Stated problem
Please substitute "occurrence" for "instance" throughout the material below and reproduce it with everything else unchanged.

Outline annotation material

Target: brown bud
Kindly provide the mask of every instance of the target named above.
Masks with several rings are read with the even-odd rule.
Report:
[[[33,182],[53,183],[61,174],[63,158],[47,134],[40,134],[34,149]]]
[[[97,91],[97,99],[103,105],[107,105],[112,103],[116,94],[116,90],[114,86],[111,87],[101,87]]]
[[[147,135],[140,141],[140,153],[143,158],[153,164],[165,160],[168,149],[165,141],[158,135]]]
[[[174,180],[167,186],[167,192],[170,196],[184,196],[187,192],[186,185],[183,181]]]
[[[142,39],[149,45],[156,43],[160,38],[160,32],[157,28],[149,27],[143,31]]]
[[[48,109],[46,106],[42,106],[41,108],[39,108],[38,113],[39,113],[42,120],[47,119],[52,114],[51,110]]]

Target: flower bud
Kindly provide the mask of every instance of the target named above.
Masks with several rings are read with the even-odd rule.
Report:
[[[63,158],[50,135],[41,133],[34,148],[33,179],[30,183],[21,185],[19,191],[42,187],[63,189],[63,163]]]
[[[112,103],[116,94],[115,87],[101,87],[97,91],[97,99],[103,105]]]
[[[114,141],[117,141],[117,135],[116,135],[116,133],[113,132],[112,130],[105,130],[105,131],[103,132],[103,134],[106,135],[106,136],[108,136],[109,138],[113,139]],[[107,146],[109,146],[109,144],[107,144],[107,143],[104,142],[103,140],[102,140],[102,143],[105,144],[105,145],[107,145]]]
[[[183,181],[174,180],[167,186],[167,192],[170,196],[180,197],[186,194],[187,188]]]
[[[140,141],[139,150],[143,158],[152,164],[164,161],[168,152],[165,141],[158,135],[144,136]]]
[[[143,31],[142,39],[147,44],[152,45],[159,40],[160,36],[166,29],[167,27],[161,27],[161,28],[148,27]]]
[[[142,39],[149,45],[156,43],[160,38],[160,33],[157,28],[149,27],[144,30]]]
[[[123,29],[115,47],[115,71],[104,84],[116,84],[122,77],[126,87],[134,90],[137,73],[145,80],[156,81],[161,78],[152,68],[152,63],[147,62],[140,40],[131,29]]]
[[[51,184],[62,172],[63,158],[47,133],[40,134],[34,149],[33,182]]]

Task output
Target: brown bud
Kindly provide the mask of every occurrence of the target named above.
Masks with several rings are read with the even-odd rule.
Report:
[[[33,182],[53,183],[61,174],[63,158],[47,134],[40,134],[34,149]]]
[[[97,91],[97,99],[103,105],[107,105],[112,103],[116,94],[116,90],[114,86],[111,87],[101,87]]]
[[[147,135],[140,141],[140,153],[143,158],[153,164],[165,160],[168,149],[165,141],[158,135]]]
[[[174,180],[167,186],[167,192],[170,196],[184,196],[187,192],[186,185],[183,181]]]
[[[142,39],[149,45],[156,43],[160,38],[160,32],[157,28],[149,27],[143,31]]]
[[[48,109],[46,106],[42,106],[41,108],[39,108],[38,113],[39,113],[42,120],[47,119],[52,114],[51,110]]]

Target: flower bud
Kindly provide the mask of every occurrence of the target named above.
Masks with several rings are read with the even-odd rule.
Report:
[[[63,158],[50,135],[41,133],[34,148],[33,179],[30,183],[21,185],[19,191],[42,187],[63,189],[63,163]]]
[[[112,103],[116,94],[115,87],[101,87],[97,91],[97,99],[103,105]]]
[[[114,141],[117,141],[117,135],[116,135],[116,133],[113,132],[112,130],[105,130],[105,131],[103,132],[103,134],[106,135],[106,136],[108,136],[109,138],[113,139]],[[107,146],[109,146],[109,144],[107,144],[107,143],[104,142],[103,140],[102,140],[102,143],[105,144],[105,145],[107,145]]]
[[[183,181],[174,180],[167,186],[167,192],[170,196],[180,197],[186,194],[187,188]]]
[[[140,141],[139,150],[143,158],[152,164],[164,161],[168,152],[165,141],[158,135],[144,136]]]
[[[143,31],[142,39],[147,44],[152,45],[159,40],[160,36],[166,29],[167,27],[161,27],[161,28],[148,27]]]
[[[142,39],[149,45],[156,43],[160,38],[160,33],[157,28],[149,27],[144,30]]]
[[[123,29],[115,47],[115,71],[104,84],[116,84],[122,77],[126,87],[134,90],[137,73],[145,80],[156,81],[161,78],[152,68],[152,63],[147,62],[140,40],[131,29]]]
[[[51,184],[62,172],[63,158],[47,133],[40,134],[34,149],[33,182]]]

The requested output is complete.